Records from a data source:
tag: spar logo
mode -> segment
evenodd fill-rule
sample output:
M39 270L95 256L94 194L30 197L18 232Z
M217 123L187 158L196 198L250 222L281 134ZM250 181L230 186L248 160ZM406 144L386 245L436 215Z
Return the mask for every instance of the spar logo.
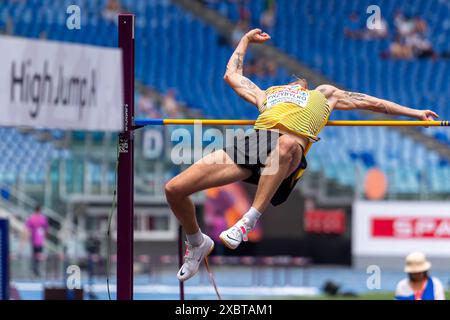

BRIEF:
What is needed is a count of the lines in the data that contain the word "logo"; please give it and no other words.

ANSWER TO THE PROBLEM:
2